▶ **Data to process**:
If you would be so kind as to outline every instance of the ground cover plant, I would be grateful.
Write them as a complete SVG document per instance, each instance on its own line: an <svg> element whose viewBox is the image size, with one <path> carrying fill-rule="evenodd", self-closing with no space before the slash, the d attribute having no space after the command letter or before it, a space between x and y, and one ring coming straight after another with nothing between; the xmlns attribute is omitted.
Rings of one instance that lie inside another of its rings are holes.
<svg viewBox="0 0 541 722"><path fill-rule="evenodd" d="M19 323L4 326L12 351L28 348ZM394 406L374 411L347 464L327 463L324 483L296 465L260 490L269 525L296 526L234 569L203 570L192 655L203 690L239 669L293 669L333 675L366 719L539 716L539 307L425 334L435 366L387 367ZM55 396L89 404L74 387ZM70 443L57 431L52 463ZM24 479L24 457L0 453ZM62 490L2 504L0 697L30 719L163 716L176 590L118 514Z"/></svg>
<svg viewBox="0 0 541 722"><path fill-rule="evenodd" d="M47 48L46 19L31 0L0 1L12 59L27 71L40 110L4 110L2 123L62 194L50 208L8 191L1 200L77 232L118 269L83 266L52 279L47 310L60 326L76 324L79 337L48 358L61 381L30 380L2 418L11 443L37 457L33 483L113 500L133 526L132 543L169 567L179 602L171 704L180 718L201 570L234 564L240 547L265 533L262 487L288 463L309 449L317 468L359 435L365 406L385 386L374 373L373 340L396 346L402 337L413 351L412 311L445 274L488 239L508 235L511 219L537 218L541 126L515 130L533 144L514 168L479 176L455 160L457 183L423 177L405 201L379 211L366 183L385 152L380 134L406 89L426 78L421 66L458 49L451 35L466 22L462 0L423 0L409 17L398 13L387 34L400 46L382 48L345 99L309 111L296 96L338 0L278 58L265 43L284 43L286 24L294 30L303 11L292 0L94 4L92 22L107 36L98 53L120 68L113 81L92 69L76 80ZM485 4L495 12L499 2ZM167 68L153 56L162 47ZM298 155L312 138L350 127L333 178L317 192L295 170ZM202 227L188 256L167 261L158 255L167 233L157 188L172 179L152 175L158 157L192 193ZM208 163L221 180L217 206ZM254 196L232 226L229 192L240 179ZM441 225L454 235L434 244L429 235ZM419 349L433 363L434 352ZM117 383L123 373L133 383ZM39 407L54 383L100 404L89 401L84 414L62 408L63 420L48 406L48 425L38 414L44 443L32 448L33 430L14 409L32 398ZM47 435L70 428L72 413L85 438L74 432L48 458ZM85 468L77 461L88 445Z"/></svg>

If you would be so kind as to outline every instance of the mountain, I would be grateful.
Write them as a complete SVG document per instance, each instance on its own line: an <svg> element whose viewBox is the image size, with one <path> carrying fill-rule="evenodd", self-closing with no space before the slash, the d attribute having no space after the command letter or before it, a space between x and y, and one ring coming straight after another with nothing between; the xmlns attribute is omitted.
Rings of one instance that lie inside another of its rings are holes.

▶ **Exercise**:
Recast every line of the records above as a numbered list, one line per item, and leave out the blank lines.

▶ **Output for this exercise**:
1. If you would be so kind as to outline every instance of the ground cover plant, I would be grateful.
2. Write them as a complete SVG document per instance, each instance on its own line: an <svg> element whose viewBox is the image size, with one <path> carrying fill-rule="evenodd", self-closing with no space before the slash, the d attribute having no space after the command letter or before it, a space between x and y, and one ring coming straight after another with nothing between; the xmlns attribute is omitted.
3. Rings of one instance that lie inside another of its rings are holes.
4. <svg viewBox="0 0 541 722"><path fill-rule="evenodd" d="M19 323L4 326L12 351L28 348ZM394 406L374 411L347 464L327 463L324 483L296 465L260 490L269 525L296 526L234 569L203 570L192 655L203 690L239 669L293 669L333 675L366 719L539 716L539 307L425 334L435 366L387 367ZM55 396L89 404L74 387ZM70 443L57 431L52 463ZM24 479L24 457L0 453ZM62 490L2 504L0 697L30 719L163 716L176 590L118 514Z"/></svg>
5. <svg viewBox="0 0 541 722"><path fill-rule="evenodd" d="M47 48L46 19L31 0L0 1L12 59L27 71L40 110L4 110L2 123L62 194L50 208L8 191L1 200L77 232L118 269L83 266L52 279L47 310L60 326L76 324L79 337L48 358L61 381L30 380L2 418L11 443L37 457L33 483L113 500L133 526L132 543L169 567L179 602L171 704L180 718L201 570L234 564L240 547L265 533L262 487L288 463L309 449L317 468L359 435L365 406L385 386L374 373L373 340L396 346L402 337L413 351L412 311L445 274L488 239L508 235L511 219L537 218L541 126L515 130L533 144L514 168L479 176L455 160L457 183L423 177L405 201L379 211L366 183L385 152L380 134L406 89L426 78L421 66L458 49L451 35L466 22L462 0L423 0L409 17L398 13L387 34L400 46L382 48L345 99L309 111L296 96L338 0L278 58L265 43L284 43L286 24L294 30L303 11L292 0L94 4L92 22L107 36L98 53L120 68L113 81L92 69L76 80ZM485 4L495 12L499 2ZM167 68L153 56L162 47ZM298 155L312 138L350 127L333 178L317 192L295 170ZM202 227L188 256L167 261L158 255L167 233L157 188L172 179L152 175L158 157L192 193ZM208 163L221 180L217 206ZM254 196L232 226L229 192L240 179ZM441 225L454 235L434 244L429 235ZM419 349L433 363L434 352ZM117 383L123 373L133 383ZM39 407L54 383L100 404L89 401L84 414L62 408L63 420L48 406L48 425L38 414L44 443L32 448L33 430L14 409L32 398ZM47 435L70 428L72 413L85 438L74 432L48 458ZM85 468L77 461L88 445Z"/></svg>
6. If you would be so kind as to outline every instance of the mountain, I would be grateful.
7. Write them as a complete SVG document per instance, each instance on its own line: an <svg> element whose viewBox is the image size, with one <path> carrying fill-rule="evenodd", self-closing with no space before the slash, the d attribute having no space after the command letter or before it, a space between x and y, and one ring coming straight after another with nothing between; the xmlns attribute is omitted.
8. Rings of one instance that lie inside another of its rings are holes.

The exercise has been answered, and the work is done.